WHAT YOU NEED TO DO: Set all of the entries down again precisely as they are written.
◆ ◆ ◆ ◆ ◆ ◆ ◆
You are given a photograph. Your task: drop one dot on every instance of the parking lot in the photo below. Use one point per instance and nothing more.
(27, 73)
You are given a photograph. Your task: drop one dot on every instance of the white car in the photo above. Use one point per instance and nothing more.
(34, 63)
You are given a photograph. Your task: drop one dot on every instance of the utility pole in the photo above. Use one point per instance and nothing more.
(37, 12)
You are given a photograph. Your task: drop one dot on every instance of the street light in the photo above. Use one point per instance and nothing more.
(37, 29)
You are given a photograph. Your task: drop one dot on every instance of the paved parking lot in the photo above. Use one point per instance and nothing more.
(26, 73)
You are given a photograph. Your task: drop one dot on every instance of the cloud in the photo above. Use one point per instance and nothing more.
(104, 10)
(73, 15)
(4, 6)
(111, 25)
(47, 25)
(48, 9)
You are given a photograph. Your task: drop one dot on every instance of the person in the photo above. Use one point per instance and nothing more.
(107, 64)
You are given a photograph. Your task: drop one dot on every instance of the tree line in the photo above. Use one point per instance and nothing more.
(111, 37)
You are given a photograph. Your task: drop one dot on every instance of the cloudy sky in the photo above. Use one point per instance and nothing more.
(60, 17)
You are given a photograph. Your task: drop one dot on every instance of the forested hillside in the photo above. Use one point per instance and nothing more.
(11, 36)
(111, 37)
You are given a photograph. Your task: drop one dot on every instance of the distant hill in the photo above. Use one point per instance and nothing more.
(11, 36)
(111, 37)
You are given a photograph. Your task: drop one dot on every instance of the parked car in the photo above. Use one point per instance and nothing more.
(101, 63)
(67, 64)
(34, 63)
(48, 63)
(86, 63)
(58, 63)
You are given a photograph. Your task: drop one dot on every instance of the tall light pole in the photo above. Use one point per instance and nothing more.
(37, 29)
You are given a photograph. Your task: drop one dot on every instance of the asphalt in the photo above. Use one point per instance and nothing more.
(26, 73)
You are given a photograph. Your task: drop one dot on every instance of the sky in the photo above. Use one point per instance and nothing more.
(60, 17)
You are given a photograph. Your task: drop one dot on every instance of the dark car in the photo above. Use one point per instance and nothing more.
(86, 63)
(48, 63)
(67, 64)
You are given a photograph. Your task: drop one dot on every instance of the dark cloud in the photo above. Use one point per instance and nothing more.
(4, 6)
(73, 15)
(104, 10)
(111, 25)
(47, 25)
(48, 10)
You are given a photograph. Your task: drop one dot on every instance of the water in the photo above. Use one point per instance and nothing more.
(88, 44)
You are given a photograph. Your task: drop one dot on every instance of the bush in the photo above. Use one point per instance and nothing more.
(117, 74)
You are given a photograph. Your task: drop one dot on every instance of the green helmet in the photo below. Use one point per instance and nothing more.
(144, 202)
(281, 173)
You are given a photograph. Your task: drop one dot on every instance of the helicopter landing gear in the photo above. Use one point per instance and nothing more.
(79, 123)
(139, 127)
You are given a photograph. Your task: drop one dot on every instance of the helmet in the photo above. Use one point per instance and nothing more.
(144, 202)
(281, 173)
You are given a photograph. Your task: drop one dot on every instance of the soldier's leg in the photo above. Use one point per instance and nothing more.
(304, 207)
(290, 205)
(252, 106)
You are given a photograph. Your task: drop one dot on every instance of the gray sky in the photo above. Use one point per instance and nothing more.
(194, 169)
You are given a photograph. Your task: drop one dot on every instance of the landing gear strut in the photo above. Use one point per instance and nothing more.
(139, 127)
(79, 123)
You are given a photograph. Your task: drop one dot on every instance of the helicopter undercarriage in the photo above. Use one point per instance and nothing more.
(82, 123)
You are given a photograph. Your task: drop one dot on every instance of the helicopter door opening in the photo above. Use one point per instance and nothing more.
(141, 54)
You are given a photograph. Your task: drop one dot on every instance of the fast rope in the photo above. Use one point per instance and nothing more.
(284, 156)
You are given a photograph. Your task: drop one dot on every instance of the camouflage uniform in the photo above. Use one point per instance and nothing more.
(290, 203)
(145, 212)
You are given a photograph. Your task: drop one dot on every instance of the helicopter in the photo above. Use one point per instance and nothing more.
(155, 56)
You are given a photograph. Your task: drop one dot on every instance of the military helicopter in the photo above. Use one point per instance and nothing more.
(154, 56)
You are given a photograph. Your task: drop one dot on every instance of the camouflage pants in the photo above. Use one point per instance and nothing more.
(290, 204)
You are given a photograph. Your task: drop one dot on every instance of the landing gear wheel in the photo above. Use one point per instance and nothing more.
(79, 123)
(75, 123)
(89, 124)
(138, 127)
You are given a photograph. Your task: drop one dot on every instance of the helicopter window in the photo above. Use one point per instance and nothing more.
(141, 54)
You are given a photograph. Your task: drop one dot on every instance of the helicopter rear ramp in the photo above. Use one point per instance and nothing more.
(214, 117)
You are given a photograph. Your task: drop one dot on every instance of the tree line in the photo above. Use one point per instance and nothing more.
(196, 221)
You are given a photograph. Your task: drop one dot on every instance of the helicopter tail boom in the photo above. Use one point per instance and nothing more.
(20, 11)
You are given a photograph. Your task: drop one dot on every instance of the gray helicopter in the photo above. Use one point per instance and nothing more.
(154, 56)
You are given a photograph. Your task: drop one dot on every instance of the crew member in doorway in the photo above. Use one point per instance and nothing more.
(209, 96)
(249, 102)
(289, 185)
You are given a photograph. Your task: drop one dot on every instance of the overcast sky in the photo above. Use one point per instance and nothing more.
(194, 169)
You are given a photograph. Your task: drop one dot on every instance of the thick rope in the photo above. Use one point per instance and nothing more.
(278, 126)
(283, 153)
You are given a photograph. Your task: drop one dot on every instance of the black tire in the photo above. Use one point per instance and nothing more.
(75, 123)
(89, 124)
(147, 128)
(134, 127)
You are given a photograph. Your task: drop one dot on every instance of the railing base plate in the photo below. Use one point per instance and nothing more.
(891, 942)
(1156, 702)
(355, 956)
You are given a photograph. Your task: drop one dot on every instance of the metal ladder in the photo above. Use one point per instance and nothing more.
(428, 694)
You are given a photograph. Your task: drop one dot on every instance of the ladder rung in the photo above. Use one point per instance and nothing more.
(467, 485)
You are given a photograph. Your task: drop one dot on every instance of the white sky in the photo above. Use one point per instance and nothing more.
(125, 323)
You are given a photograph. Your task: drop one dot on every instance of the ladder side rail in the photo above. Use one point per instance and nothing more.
◆ ◆ ◆ ◆ ◆ ◆ ◆
SOLUTION:
You are given a photograph. Your task: drop one dot on every instance of the parking lot in the photo below. Use one point per instance and nothing more.
(27, 73)
You are given a photograph. Your task: drop one dot on every instance of the white car in the photo above. Use one point per instance and nothing more.
(34, 63)
You are given a photograph. Your task: drop one dot on every instance of the utility pole in the photo above. Use one point per instance and nothing more.
(37, 12)
You are given a photograph. Your task: drop one dot on every instance of the street light in the photo above. Use one point per instance and nothing more.
(37, 29)
You are given a photograph. Your task: drop one dot on every instance of the paved parking lot in the photo above. Use one point per instance and nothing more.
(26, 73)
You are given a photograph. Your task: drop one dot on every instance of the cloud in the photo above. Use one point per instance and nothing more.
(104, 10)
(73, 15)
(4, 6)
(111, 25)
(47, 25)
(48, 9)
You are given a photograph. Your task: drop one dot on every instance of the person in the photo above. Use one point per instance and nothing more.
(107, 64)
You are given a photograph. Your task: drop one dot on every instance of the tree line in the photo above. Use one point per instance and nothing more.
(111, 37)
You are given a photograph. Your task: drop one dot on every instance of the cloudy sky in the photo above. Use one point per instance and nothing more.
(60, 17)
You are given a photograph. Your task: drop one dot on every instance of the forested hillside in the photo above. Use one point per instance and nothing more.
(11, 36)
(111, 37)
You are given a photograph. Your task: drop one dot on every instance of the distant hill in the photo above. Use one point per instance and nothing more.
(11, 36)
(111, 37)
You are given a photograph. Your task: drop one dot on every instance of the parked car in the photo above. Use one point per instance and nothing more.
(101, 63)
(67, 64)
(34, 63)
(48, 63)
(86, 63)
(58, 63)
You are given a photograph. Your task: drop one dot on every instance of the tall light pole in the photo above. Use one point per instance and nothing more.
(37, 29)
You are given a photograph. Your task: drop one dot on every instance of the asphalt in the photo above. Use one point per instance and nothing more.
(26, 73)
You are given a photograph. Your task: drop one dot on every instance of the sky in the photo above. Use one point per instance and nothing more.
(60, 17)
You are given a photograph. Your task: drop one dot on every instance of the dark car in the photo above. Use one point per instance and nothing more.
(86, 63)
(48, 63)
(67, 64)
You are given a photograph. Your task: drop one dot on every instance of the dark cloud in the photo above. Use one point per instance and nothing more.
(4, 6)
(73, 15)
(104, 10)
(111, 25)
(47, 25)
(48, 10)
You are given a photograph. Your task: drop one dot on every instance of the water in the photo above. Use one point per instance and nothing more.
(88, 44)
You are given a photograph. Your task: drop one dot on every instance of the bush in the photo above. Use one point per instance and nothing more.
(117, 74)
You are given a photograph. Your task: drop one dot on every instance of the green helmet in the photo below. Use one point per instance and nothing more.
(144, 202)
(281, 173)
You are given a photograph. Your task: drop one dot on every instance of the helicopter landing gear in the photo above. Use one point per instance and nothing more.
(79, 123)
(139, 127)
You are given a photograph. Your task: drop one dot on every instance of the helmet in the photo above. Use one point per instance and nothing more.
(144, 202)
(281, 173)
You are given a photograph. Your task: drop one dot on every instance of the soldier's leg in the photo above. Use one point per instance and nothing more.
(304, 207)
(290, 205)
(252, 106)
You are given a photograph. Your task: drop one dot on every instance of the gray sky in the photo above. Use one point per instance and nothing more.
(194, 169)
You are given a photograph. Your task: drop one dot on every instance of the landing gear strut in the photo above. Use one point per instance and nothing more.
(139, 127)
(79, 123)
You are given a photograph. Your task: drop one dot on every instance of the helicopter undercarriage in the photo above. Use one point per instance and nothing more.
(82, 123)
You are given a photograph. Your task: drop one dot on every instance of the helicopter door opening in the photo above. Use one point per instance and nothing more.
(141, 54)
You are given a photograph. Your task: drop one dot on every instance of the fast rope in the photo above. Use one point per instance and nothing more.
(284, 156)
You are given a photograph. Your task: drop one dot on every instance of the camouflage uniform in the photo above. Use one point per instance and nothing more.
(290, 203)
(145, 212)
You are given a photograph. Your task: drop one dot on every instance of the helicopter in the photo above. Use one point per instance and nothing more.
(155, 56)
You are given a photograph. Your task: drop one dot on every instance of the military helicopter in the photo above. Use one point per instance and nothing more.
(154, 56)
You are given a photograph. Your task: drop one dot on every instance of the camouflage pants in the photo above. Use one point per instance and nothing more.
(290, 204)
You are given a photograph. Your task: drop one dot on every instance of the landing gear wheel in the photo above. Use one point per instance and nothing more.
(79, 123)
(75, 123)
(89, 124)
(138, 127)
You are given a photograph. Your task: drop one dot on every instance of the helicopter window in the photo above. Use one point per instance and nothing more.
(141, 54)
You are given a photograph. Your task: drop one dot on every instance of the helicopter rear ramp in the photo above. Use one point per instance and nothing more.
(214, 117)
You are given a photograph. Your task: drop one dot on every instance of the tree line in the photo above. Use one point per instance and nothing more.
(196, 221)
You are given a photograph. Your task: drop one dot on every instance of the helicopter tail boom in the photo above. Use one point per instance and nothing more.
(20, 11)
You are given a photograph. Your task: drop one dot on every instance of the gray helicopter in the photo above. Use one point per instance and nothing more.
(154, 56)
You are given a photograph. Your task: drop one dot on every instance of the crew member in doorway in the photo above. Use one point per instance and nothing more.
(209, 96)
(249, 102)
(289, 185)
You are given a photograph. Your task: drop one dot on every instance of the overcast sky in the photo above. Use one point per instance and nothing more.
(194, 169)
You are given a photograph. Your task: drop one dot on every instance of the thick rope in the photo above. Use one point per instance and nothing more.
(278, 126)
(283, 153)
You are given a photograph. Your task: drop one dot on every instance of the black tire in the photo above. Use one point per instance and nothing more.
(75, 123)
(89, 124)
(147, 128)
(134, 127)
You are given a photograph. Your task: drop one dot on every instance of the railing base plate in the photo below. Use one point per instance and nothing more.
(891, 942)
(1156, 702)
(355, 956)
You are given a photograph. Your task: drop one dot on every instance of the metal ladder in the photo above. Use one point per instance and nothing more.
(428, 694)
You are given a photograph. Your task: drop one dot on every instance of the ladder rung in the photo above. Use one point per instance and nothing more.
(467, 485)
You are given a photograph. Your task: drop one dot on every instance of the white sky in the photo above. Use one point per instance and nothing more.
(125, 323)
You are given a photograph. Your task: drop one dot on every instance of the ladder side rail in the photo above. Use one point per instance and nothing more.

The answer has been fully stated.